• _本文_:

◇ ◇ ◇ ◇ ◇

DADA2 LongRead
DATA:
Technology = PacBio SeqWell2
Amplicon = 16S rRNA gene long read with Primers(27F/1492R)
- F27:5'-AGRGTTYGATYATGGCTCAG-3'
- R1492:5'-RGTTACCTTGTTACGACTT-3'(R1492-Revcom: AAGTCGTAACAAGGTAACY)
16S_Forward:/5Phos/GCATC-[PacBio barcode sequences]-AGRGTTYGATYMTGGCTCAG
16S_Reverse:/5Phos/GCATC-[PacBio barcode sequences]-RGYTACCTTGTTACGACTT
input file = [Unziped.fastq]
ref. benjjneb.github
まず、プライマーを除く必要がある!!
R環境設定
R@ library(dada2); library(Biostrings); library(ShortRead); library(ggplot2); library(reshape2); library(gridExtra)
Dereplicate:
R@ drp2 <- derepFastq('../working/', verbose=T)
- Dereplicating sequence entries in Fastq file: ../working//MAO6_LR16S_keep75.fastq
- Encountered 36055 unique sequences from 61498 total sequences read.

◇ ◇ ◇ ◇ ◇

• _データセット_:

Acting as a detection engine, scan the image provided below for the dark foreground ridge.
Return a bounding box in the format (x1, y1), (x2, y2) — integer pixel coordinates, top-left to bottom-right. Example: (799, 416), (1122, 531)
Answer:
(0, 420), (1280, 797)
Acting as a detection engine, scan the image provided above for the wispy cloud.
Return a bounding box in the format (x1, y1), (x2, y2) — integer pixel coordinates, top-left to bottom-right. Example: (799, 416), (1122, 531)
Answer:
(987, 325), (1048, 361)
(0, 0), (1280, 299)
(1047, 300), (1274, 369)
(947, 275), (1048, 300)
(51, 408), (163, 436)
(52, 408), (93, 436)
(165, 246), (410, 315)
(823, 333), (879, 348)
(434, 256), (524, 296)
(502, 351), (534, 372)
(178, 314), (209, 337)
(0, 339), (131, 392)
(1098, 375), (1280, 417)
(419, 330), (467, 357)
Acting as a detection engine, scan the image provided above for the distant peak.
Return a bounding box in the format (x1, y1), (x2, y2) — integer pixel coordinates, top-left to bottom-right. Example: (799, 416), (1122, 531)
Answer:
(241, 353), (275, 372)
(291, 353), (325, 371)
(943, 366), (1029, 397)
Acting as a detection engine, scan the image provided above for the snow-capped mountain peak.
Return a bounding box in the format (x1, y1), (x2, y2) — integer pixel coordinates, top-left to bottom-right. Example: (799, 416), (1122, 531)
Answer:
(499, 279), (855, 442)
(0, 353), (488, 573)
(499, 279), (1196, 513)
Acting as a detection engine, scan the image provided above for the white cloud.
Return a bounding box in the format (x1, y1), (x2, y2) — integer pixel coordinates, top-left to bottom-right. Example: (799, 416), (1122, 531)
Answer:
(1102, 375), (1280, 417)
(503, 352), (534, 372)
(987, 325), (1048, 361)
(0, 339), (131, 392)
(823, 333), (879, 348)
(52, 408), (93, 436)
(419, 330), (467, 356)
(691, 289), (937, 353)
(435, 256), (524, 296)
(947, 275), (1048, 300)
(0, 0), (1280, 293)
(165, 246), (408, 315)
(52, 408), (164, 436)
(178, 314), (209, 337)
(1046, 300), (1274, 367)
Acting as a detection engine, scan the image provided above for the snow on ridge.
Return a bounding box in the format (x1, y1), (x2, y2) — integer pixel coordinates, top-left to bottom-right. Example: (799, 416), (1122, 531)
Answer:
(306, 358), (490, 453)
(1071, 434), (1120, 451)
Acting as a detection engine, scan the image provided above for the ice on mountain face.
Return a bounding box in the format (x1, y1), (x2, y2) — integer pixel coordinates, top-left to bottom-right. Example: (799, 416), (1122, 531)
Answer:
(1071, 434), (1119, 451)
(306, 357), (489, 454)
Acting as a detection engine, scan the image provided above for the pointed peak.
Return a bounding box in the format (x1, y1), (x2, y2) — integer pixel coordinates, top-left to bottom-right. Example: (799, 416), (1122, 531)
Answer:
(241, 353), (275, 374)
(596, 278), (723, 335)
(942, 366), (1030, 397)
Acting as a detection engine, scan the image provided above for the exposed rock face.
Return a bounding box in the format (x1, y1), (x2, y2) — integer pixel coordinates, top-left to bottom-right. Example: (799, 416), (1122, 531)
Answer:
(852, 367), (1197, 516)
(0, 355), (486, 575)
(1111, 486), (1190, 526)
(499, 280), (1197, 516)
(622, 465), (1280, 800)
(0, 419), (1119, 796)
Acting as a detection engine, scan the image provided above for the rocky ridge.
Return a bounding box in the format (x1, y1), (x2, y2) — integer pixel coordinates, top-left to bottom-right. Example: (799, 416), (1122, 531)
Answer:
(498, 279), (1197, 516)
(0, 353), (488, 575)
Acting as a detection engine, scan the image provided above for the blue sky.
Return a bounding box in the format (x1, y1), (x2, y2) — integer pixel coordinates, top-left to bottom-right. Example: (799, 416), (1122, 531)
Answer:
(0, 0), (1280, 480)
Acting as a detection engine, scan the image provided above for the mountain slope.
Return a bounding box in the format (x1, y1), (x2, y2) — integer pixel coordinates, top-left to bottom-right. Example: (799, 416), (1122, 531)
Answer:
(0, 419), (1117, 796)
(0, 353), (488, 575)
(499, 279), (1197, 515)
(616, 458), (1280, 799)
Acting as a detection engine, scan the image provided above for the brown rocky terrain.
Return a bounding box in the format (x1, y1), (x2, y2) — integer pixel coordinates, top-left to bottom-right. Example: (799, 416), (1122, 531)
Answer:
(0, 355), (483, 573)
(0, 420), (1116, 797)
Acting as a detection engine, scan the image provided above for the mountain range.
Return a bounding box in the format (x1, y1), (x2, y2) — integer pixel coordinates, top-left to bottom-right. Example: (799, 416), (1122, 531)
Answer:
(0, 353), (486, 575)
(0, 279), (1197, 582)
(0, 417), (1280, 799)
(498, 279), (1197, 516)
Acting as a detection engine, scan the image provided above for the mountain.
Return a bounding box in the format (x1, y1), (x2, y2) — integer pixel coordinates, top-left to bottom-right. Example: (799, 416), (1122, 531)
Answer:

◇ ◇ ◇ ◇ ◇

• _課題一覧_:
A. DADA2 LongReadの本文では、デレプリケーションで見つかったユニーク配列はいくつですか。
B. DADA2 LongReadの本文の最後の行のあとから、同じ書き方で手順の続きを書いてください。

• _解答_:
A. 36055個です。

B.
Learning errors
R@ err2 <- learnErrors(drp2, errorEstimationFunction=PacBioErrfun, BAND_SIZE=32, multithread=T)
- 93761581 total bases in 61498 reads from 1 samples will be used for learning the error rates.
R@ saveRDS(err2, "./MAO6_err2.rds")
R@ plotErrors(err2)
Denoising
R@ dd2 <- dada(drp2, err=err2, BAND_SIZE=32, multithread=T)
- Sample 1 - 61498 reads in 36055 unique sequences.
R@ saveRDS(dd2, "MAO6_dd2.rds")
Writeout sequence table
R@ st2 <- makeSequenceTable(dd2); dim(st2)
-----
Fasta形式へ変換
% cat dada_keep75v2.txt | sed "s/^/>ASV_/" | perl -pe 's/\s/\n/g' > MAO6kp75_dada2.fas
アラインメント(F/Rの方向を一方へ統一: --adjustdirection)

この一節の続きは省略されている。